_GOAL OF THE EXERCISE:_
How many lines in the items below contain the string "gray"? Case counts, so match capital and small letters exactly, and reply with the number alone.
_____
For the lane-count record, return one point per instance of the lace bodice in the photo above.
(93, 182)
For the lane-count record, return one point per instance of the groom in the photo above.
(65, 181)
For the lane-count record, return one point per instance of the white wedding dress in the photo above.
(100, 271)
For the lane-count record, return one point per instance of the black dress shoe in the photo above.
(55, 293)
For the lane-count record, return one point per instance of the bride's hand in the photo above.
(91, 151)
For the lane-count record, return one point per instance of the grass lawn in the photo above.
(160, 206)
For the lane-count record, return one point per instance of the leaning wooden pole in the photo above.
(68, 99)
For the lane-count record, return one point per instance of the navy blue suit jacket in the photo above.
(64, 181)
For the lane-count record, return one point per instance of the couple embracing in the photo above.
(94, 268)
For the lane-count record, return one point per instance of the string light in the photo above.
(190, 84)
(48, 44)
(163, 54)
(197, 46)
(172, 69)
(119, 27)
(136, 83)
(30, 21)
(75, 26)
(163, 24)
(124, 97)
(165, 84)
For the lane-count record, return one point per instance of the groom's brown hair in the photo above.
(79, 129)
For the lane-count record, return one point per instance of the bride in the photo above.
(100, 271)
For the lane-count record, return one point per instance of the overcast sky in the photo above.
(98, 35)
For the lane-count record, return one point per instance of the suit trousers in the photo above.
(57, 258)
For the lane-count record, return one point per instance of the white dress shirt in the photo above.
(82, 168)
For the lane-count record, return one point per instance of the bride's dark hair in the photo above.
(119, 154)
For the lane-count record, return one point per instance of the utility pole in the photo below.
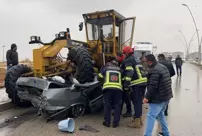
(199, 45)
(3, 51)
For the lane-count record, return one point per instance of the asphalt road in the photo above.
(185, 114)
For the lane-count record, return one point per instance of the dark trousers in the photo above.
(112, 98)
(137, 96)
(127, 101)
(179, 68)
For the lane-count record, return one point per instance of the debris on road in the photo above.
(67, 125)
(88, 128)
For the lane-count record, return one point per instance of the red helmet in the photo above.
(127, 50)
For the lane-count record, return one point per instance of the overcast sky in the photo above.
(158, 21)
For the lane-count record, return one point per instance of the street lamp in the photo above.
(187, 46)
(199, 46)
(3, 51)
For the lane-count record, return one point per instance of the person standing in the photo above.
(112, 92)
(143, 62)
(158, 95)
(178, 63)
(12, 56)
(169, 65)
(126, 96)
(134, 81)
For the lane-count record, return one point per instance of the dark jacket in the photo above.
(178, 61)
(169, 65)
(158, 84)
(12, 57)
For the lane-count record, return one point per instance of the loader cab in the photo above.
(108, 31)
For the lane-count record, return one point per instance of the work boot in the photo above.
(127, 114)
(135, 123)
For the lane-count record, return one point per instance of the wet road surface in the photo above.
(185, 114)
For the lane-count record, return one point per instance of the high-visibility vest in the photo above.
(112, 80)
(141, 77)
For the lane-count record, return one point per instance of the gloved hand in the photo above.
(126, 86)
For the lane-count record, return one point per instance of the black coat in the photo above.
(12, 57)
(158, 84)
(169, 65)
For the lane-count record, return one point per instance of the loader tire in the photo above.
(84, 66)
(12, 76)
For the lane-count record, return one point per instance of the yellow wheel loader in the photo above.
(57, 86)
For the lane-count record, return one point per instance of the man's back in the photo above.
(178, 61)
(159, 84)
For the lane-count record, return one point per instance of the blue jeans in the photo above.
(156, 111)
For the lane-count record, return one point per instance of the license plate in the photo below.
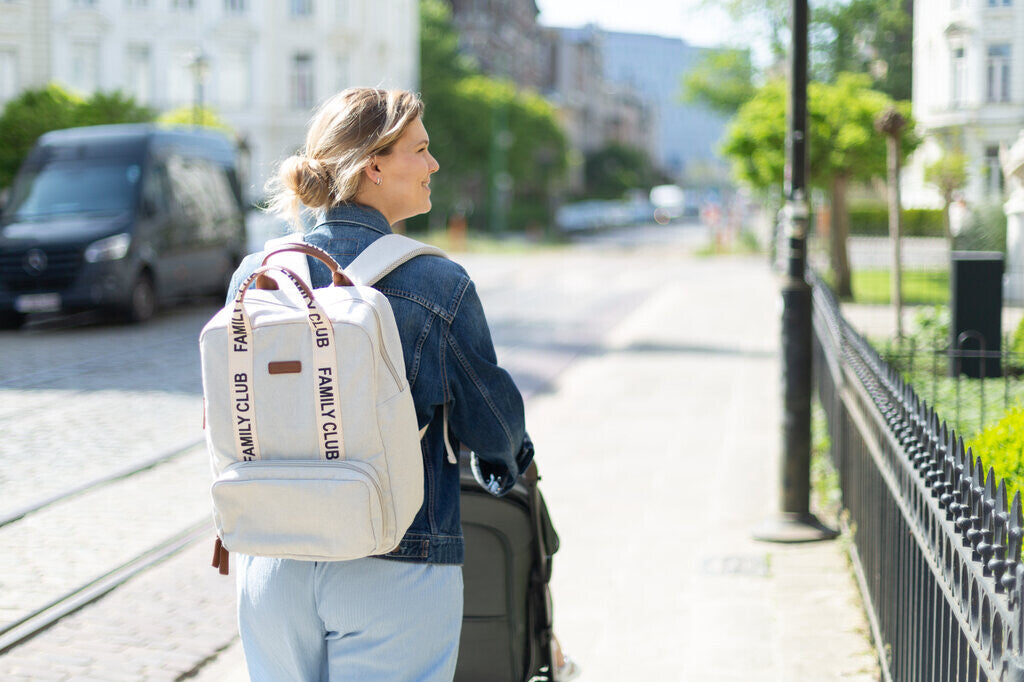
(38, 303)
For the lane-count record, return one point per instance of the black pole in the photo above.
(794, 521)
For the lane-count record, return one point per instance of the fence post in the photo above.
(794, 521)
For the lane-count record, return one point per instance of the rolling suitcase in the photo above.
(507, 621)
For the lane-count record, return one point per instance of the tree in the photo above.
(104, 108)
(26, 118)
(722, 80)
(843, 147)
(612, 170)
(470, 116)
(872, 37)
(51, 108)
(948, 174)
(772, 14)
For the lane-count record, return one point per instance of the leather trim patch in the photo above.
(288, 367)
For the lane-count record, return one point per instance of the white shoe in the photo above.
(567, 671)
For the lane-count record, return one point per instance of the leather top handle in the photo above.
(337, 274)
(260, 274)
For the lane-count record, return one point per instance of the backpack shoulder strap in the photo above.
(384, 255)
(293, 260)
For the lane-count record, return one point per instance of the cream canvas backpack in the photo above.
(309, 419)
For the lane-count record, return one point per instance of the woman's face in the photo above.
(404, 175)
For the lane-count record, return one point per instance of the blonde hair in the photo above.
(344, 133)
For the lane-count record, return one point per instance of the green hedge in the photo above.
(873, 220)
(1001, 446)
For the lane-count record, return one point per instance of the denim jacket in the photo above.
(450, 358)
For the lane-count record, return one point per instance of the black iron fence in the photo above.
(936, 547)
(968, 400)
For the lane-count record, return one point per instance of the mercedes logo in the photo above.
(35, 261)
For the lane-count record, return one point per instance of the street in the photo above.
(102, 469)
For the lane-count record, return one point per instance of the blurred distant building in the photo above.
(968, 91)
(25, 46)
(262, 65)
(682, 134)
(504, 37)
(595, 112)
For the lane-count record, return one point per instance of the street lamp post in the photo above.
(199, 65)
(794, 521)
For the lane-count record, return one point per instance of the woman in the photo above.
(366, 166)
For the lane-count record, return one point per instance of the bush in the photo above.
(931, 328)
(1001, 446)
(33, 113)
(872, 219)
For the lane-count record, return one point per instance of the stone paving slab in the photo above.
(658, 459)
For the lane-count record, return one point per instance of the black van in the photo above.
(118, 217)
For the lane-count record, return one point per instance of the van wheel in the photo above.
(142, 303)
(11, 320)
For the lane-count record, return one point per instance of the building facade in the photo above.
(261, 65)
(683, 135)
(504, 37)
(25, 46)
(968, 91)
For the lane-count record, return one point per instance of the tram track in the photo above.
(97, 482)
(24, 629)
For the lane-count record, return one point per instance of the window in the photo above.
(233, 78)
(301, 7)
(302, 81)
(341, 72)
(993, 172)
(997, 73)
(85, 66)
(958, 78)
(8, 74)
(138, 73)
(180, 81)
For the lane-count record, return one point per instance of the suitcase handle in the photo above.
(337, 274)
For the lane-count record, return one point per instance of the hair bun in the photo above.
(309, 179)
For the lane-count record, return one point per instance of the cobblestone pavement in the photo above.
(86, 536)
(78, 403)
(82, 401)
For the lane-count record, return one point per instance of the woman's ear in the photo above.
(372, 170)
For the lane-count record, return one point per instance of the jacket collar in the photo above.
(358, 215)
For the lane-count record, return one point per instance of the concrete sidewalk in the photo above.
(659, 455)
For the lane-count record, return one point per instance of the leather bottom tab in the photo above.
(220, 557)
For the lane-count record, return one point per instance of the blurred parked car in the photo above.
(120, 217)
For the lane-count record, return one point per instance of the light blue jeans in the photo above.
(363, 621)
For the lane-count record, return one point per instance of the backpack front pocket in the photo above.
(299, 509)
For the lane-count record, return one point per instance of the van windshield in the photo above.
(76, 186)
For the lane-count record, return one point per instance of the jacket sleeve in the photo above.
(485, 408)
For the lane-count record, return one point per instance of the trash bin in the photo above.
(975, 312)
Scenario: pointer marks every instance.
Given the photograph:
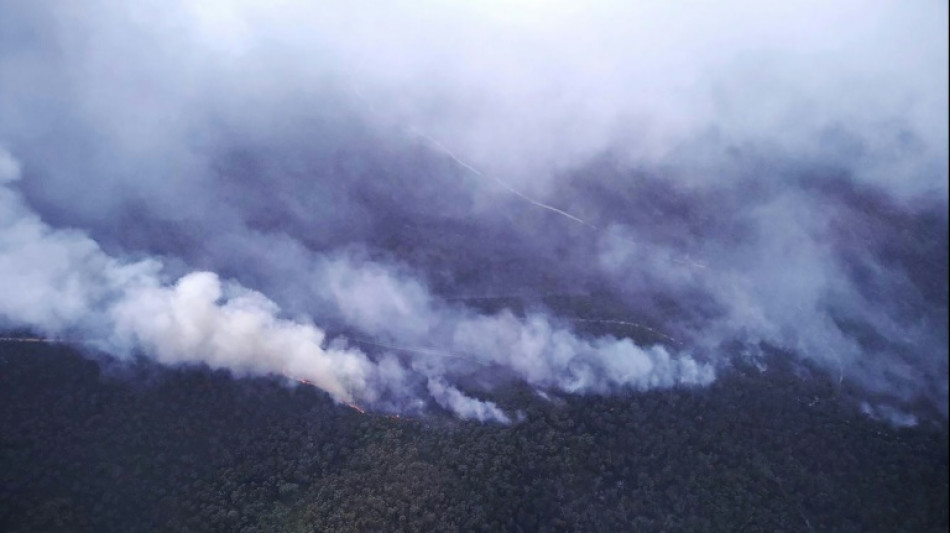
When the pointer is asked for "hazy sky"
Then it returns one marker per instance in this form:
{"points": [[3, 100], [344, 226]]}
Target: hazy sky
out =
{"points": [[343, 193]]}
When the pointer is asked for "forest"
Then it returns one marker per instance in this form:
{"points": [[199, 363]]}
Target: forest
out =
{"points": [[92, 444]]}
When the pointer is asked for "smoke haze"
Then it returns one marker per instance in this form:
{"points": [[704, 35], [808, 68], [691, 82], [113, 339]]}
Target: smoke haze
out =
{"points": [[407, 206]]}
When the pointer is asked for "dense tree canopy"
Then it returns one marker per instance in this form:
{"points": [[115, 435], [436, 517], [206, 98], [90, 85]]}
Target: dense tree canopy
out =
{"points": [[103, 446]]}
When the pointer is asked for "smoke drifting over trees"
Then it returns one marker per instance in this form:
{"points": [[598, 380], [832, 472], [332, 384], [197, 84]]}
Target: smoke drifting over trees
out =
{"points": [[407, 206]]}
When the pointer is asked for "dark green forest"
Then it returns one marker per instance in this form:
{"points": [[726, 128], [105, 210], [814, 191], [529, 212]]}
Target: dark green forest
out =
{"points": [[95, 445]]}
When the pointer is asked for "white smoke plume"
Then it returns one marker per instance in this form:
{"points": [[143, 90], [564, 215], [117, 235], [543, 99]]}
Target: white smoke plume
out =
{"points": [[737, 176]]}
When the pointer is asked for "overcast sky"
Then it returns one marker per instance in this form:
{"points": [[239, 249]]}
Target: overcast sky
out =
{"points": [[410, 205]]}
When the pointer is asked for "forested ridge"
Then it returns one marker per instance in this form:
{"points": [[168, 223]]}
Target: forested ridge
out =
{"points": [[103, 446]]}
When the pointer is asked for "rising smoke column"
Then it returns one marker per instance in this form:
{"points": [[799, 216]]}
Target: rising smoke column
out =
{"points": [[732, 175]]}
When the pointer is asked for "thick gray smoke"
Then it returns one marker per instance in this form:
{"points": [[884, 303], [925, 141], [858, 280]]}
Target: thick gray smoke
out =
{"points": [[409, 205]]}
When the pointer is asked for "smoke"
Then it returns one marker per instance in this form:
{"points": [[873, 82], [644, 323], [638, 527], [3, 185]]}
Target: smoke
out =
{"points": [[645, 192]]}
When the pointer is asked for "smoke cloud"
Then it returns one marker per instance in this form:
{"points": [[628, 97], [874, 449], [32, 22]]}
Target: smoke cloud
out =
{"points": [[408, 206]]}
_____
_RIGHT ANSWER:_
2